This task calls for printing every entry exactly.

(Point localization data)
-- Opening Marker --
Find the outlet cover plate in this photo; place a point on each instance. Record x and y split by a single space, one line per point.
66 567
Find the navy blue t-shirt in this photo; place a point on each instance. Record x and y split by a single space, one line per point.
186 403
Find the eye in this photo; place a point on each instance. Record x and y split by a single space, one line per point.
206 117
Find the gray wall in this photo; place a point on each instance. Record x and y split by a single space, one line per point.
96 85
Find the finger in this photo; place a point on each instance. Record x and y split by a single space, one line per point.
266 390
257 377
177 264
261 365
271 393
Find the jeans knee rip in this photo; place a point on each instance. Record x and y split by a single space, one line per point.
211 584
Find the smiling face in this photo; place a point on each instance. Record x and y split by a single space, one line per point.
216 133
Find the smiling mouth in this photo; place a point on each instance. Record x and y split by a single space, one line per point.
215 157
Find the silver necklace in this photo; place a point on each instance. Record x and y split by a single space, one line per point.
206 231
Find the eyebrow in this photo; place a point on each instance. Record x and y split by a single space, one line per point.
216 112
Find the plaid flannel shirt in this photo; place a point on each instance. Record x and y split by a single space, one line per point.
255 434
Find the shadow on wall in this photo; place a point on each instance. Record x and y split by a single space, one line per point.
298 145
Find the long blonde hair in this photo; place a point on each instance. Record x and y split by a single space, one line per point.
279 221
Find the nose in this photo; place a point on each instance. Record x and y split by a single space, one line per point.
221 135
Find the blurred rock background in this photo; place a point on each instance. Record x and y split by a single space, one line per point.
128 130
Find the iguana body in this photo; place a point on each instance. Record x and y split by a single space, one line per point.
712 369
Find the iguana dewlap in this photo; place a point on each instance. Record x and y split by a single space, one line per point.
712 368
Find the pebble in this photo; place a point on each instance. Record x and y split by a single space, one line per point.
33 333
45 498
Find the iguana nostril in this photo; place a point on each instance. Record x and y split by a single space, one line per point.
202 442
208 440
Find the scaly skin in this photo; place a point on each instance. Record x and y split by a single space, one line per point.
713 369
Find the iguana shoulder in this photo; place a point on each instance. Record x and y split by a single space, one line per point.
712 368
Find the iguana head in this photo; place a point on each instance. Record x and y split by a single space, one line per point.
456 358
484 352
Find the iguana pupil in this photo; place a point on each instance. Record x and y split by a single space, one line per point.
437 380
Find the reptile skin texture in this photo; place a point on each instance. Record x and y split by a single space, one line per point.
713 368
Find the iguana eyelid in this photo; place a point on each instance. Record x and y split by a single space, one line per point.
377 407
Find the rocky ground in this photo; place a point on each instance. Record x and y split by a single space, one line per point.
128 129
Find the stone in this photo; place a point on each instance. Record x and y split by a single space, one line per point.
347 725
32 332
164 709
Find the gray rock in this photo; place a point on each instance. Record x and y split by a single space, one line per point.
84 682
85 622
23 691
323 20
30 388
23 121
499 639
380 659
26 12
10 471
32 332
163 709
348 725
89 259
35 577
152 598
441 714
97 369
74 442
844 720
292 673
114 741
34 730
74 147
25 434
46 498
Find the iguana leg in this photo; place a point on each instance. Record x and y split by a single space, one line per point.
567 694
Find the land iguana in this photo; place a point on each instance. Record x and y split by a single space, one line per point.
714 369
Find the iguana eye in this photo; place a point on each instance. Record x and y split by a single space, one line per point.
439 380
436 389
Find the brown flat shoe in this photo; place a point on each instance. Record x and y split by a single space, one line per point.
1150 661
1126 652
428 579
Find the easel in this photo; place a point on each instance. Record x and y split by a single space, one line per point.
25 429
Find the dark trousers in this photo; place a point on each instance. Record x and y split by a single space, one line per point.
-- Closing Marker --
ANSWER BOX |
Find the outlet cover plate in this photo; place a point on each instance. Record x and y split by a single space, one line per point.
66 567
Find the navy blue t-shirt in this photo; place a point on each instance. Record x and y split by a single space, one line per point.
186 403
Find the eye in this photo; place a point on each instance. Record x and y split by a single space, one line per point.
206 117
Find the gray wall in this photo; place a point on each instance. Record x and y split by a single space, one line per point.
96 85
Find the finger in this photo; place a point on each instance. Record x and y split by a single space, one line per point.
266 390
257 377
177 264
261 365
271 393
Find the jeans knee rip in this photo; place a point on each instance. Record x and y split by a single space, one line per point.
211 584
Find the smiling face in this photo; place a point on each instance. Record x and y split by a single space, one line per point.
216 133
Find the smiling mouth in this photo; place a point on each instance. Record x and y split by a single space, one line per point.
215 157
Find the silver necklace in this photo; place a point on each instance. Record x and y split by a single space, one line per point.
206 231
Find the eyebrow in this photo; place a point on each instance. Record x and y split by a single space, one line per point.
216 112
Find the plaid flannel shirt in this photo; place a point on each instance. Record x and y split by a single space, one line per point.
255 434
Find the shadow on wall in this photo; place a point on each instance. Record x and y split by a single space, one line per point.
298 145
Find the long blonde hair in this photo; place a point on each instance. Record x and y split by a single space, one line per point.
279 221
Find the nose in this photo; place a point on each instance. Record x and y split by a single space, one line per point.
221 135
Find the blurred rock background in this photo; place a point on each instance. Record x and y split by a single space, one line per point.
128 130
Find the iguana body in this photo; place a point on each instance. Record x and y split by a single space, one line per point.
712 369
Find the iguana dewlap in this photo; place a point on each instance. Record x and y split by a single space, one line per point.
712 368
Find the pebble in this photo; place a point on each instance. Record x and y split by a single space, one line per point.
33 333
45 498
Find the iguana nostril in this photo; place a point on each instance. Record x and y split by a single space, one line per point.
202 442
208 440
Find the scaly skin in this photo; place a point on each instance. Record x and y split by a single space, one line per point.
713 369
Find the iguana shoulder in this photo; place a point on each instance. Record x and y split by a single space, one line per point.
712 368
Find the iguana head in this photo; place a point on each instance. Record x and y split by a single space, one line per point.
456 358
484 352
Find the iguana pupil in this photo; place a point on each instance. Record x and y split by a single space, one line per point.
437 380
Find the reptile skin texture in this photo; place a point on each instance. Record x and y split by a single space, one line per point.
713 368
Find the iguana eyelid in this photo; place a point on each instance. Record x and y split by a single space, one line per point.
377 407
Find the rocky ground in this photo; place a point on each instance. Record x and y split by a single space, one line per point.
128 129
Find the stone in this photo; place a point on each instance. Record x and y split by a single space, one line per point.
347 725
32 332
164 709
Find the gray rock in this photo; place a point on each instance. Record x and y split by a single space, one line per point.
84 682
85 622
23 691
323 20
30 388
23 121
499 639
380 659
26 12
10 471
32 332
163 709
348 725
89 259
35 577
152 598
441 714
97 369
74 442
844 720
292 673
114 741
34 730
74 147
25 434
46 498
Find the iguana leg in this photo; place a point on each instance. Record x and y split by a single space, one line per point.
567 694
Find the land iguana in this photo; place a point on each instance. Record x and y split by a single space, one line per point.
714 369
Find the iguana eye in this photo; place a point on each instance. Record x and y split by a single space, one line per point.
439 380
436 389
Find the brown flat shoe in this photo; place a point on each instance. Record x and y split by a single space, one line per point.
1150 661
1126 652
428 579
Find the easel in this photo; place a point on each instance. Record x and y split by a single space, one line per point.
25 429
Find the dark trousers in this photo; place a point on each instance. Record x and y split by a single space, one line per point.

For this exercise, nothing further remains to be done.